AIM →
Reproduce word for word the part of the listing that starts with the line containing "Your task is to locate the white" and runs through the line containing "[159,103,297,252]", including both of those lines.
-- -- --
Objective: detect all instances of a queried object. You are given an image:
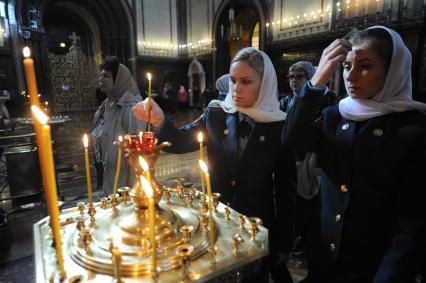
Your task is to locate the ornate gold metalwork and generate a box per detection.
[48,34,99,112]
[34,134,268,282]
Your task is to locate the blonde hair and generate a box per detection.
[231,47,264,77]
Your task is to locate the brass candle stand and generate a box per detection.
[34,132,268,282]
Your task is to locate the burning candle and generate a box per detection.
[139,156,152,184]
[199,160,214,252]
[83,134,93,207]
[345,0,350,19]
[142,132,155,153]
[111,232,122,282]
[146,72,152,132]
[112,136,123,198]
[336,2,340,21]
[198,131,206,197]
[355,0,359,17]
[376,0,381,13]
[139,176,157,277]
[31,105,66,278]
[22,46,40,107]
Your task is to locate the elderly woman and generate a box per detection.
[283,26,426,283]
[216,74,229,100]
[91,57,146,194]
[134,47,296,282]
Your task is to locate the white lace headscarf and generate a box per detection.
[339,26,426,121]
[220,47,286,123]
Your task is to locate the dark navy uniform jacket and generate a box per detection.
[283,84,426,283]
[159,103,297,252]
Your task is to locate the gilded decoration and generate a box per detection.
[49,33,98,112]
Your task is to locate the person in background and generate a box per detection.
[133,47,296,282]
[283,26,426,283]
[91,57,146,195]
[280,61,315,113]
[280,61,320,261]
[95,87,106,106]
[216,74,229,100]
[203,85,214,109]
[177,85,188,111]
[192,86,201,108]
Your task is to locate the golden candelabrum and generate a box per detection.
[34,132,268,282]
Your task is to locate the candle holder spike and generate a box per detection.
[118,187,130,206]
[176,244,194,279]
[89,206,96,226]
[77,201,85,215]
[212,193,222,213]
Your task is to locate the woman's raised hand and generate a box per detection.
[132,98,164,128]
[311,39,352,87]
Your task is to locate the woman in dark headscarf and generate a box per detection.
[92,57,146,194]
[283,26,426,283]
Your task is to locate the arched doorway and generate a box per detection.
[188,57,206,106]
[212,0,265,84]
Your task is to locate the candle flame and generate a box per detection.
[31,105,49,125]
[139,176,154,198]
[198,160,209,174]
[22,46,31,58]
[198,132,203,143]
[83,134,89,148]
[112,231,121,248]
[139,156,149,172]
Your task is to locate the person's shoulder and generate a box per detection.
[392,110,426,135]
[118,91,143,106]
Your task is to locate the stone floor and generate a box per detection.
[0,107,306,282]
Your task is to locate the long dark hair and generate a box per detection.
[349,28,393,70]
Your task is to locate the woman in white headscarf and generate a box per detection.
-- -- --
SOLUTION TO THIS PROBLEM →
Your task is to locate the white lace headscarf and generate a box per detection.
[339,26,426,121]
[220,47,286,123]
Your task is to locate the dark navy uniform jacket and generate a box per detection.
[283,84,426,283]
[159,103,297,252]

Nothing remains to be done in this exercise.